EXTRAIT DU DOCUMENT:
= = = = =

Voilà, messieurs, l'explication naturelle et logique de ces distributions d’argent dont on fait tant de tapage.
La pièce de monnaie donnée et reçue était non seulement dans l'intention de celui qui donnait, mais aussi dans l'intention de celui qui recevait, une légère indemnité de déplacement ; rien de plus.
Lisez l'enquête sans prévention et vous serez convaincus que tout le monde pensait de même sur ce point, ceux qui donnaient et ceux qui recevaient. Un témoin notamment dit :
« On ne faisait pas le moindre scrupule de recevoir cette indemnité, parce que, dit-il, c'est une vieille habitude dans notre contrée, de rembourser ainsi aux électeurs leurs frais de voyage et leurs dépenses de nourriture. »
C'est donc une vieille habitude de donner une espèce d'indemnité aux électeurs. Cela n'existe pas seulement à Louvain, cela existe dans presque tous les arrondissements du pays. Soyons de bon compte, cet usage existe pour ainsi dire partout ; il n'y a que la forme qui varie ; l'indemnité, sous une forme ou sous une autre, est une chose presque générale.
Un bourgmestre qui semble appartenir au parti libéral puisqu'il avoue lui-même que ce n'est qu'à grand-peine qu'il a obtenu de 3 ou 4 électeurs de sa commune, qu'ils consentissent à substituer sur leurs bulletins les noms de MM. de Luesemans, d’Udekem et Gouppy, aux noms de leurs concurrents.
Eh bien, messieurs, ce bourgmestre déclare néanmoins avec une louable franchise qu'aucun électeur n'a contracté l'engagement de voter pour les candidats catholiques, à cause de l'argent reçu, et qu'on ne leur a pas fait prendre un pareil engagement. Voilà une déclaration positive, déclaration donnée par un de nos adversaires, par un homme qui, en sa qualité de bourgmestre, est parfaitement à même de savoir ce qui se passe dans sa commune.

= = = = =

DONNÉES RECUEILLIES:

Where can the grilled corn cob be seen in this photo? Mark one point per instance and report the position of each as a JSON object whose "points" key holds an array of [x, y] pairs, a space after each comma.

= = = = =

ÉNONCÉ A: Dans l'extrait sur les indemnités versées aux électeurs, pourquoi, selon le témoin cité, ne se faisait-on aucun scrupule de recevoir cette indemnité ?
ÉNONCÉ B: Recopiez, dans l'extrait sur les indemnités versées aux électeurs, le passage allant de « Voilà, messieurs, l'explication » jusqu'à « rien de plus. », en substituant « somme d'argent » à « pièce de monnaie ».
ÉNONCÉ C: Prolongez l'extrait sur les indemnités versées aux électeurs au-delà de sa dernière phrase.

RÉPONSE A: Parce que c'est une vieille habitude dans leur contrée de rembourser ainsi aux électeurs leurs frais de voyage et leurs dépenses de nourriture.

RÉPONSE B:
Voilà, messieurs, l'explication naturelle et logique de ces distributions d’argent dont on fait tant de tapage.
La somme d'argent donnée et reçue était non seulement dans l'intention de celui qui donnait, mais aussi dans l'intention de celui qui recevait, une légère indemnité de déplacement ; rien de plus.

RÉPONSE C:
« Eh bien, l'argent reçu, dit-il, n'a exercé aucune influence sur le vote des électeurs de la commune ; on ne leur a fait contracter par là même aucune espèce d'engagement. » C’est-à-dire que l'électeur est resté complètement libre de voter pour les candidats de son choix.
Un fait, messieurs, relevé par l'honorable M. De Fré et dans lequel il semble un peu se complaire, c'est que le soir de l'élection, dans un cabaret à Campenhout, certains électeurs (il n'en dit pas le nom) à qui il restait encore probablement quelques centimes sur leur indemnité, ont commandé de la bière, en s’écriant : « L'argent donné doit être dépensé tout entier. »
Si tous ces propos de cabaret étaient vrais, s'ils étaient dignes de figuier dans un débat sérieux, je me demande quelle serait la conséquence logique et rationnelle à tirer de ces propos ; c'est évidemment que dans l'opinion de ces gens-là c'était une indemnité qu'on leur avait donnée. L'argent donné comme indemnité devait ce jour-là être dépensé tout entier.
Je ne sais pas non plus quelle preuve l'honorable rapporteur a entendu tirer d'un autre fait qu'il raconte en ces termes :
« M. Mertens, de Montaigu, est transporté gratis, il a un bon dîner, une bonne bouteille et une bonne pièce ; il fait éclater sa joie à Weyenberg. Un jour d’élection est pour lui un jour de fête, etle bonheur le trouble au point qu'il dépose dans l’urne, au lieu d'un bulletin catholique, une commande de sabots. » (Interruption.)
C'est l'observation que j'allais faire moi-même. Evidemment cette commande de sabots n’a pas fait pencher la balance en faveur de nos honorables adversaires ; elle n'a pas été nuisible non plus aux candidats du parti libéral.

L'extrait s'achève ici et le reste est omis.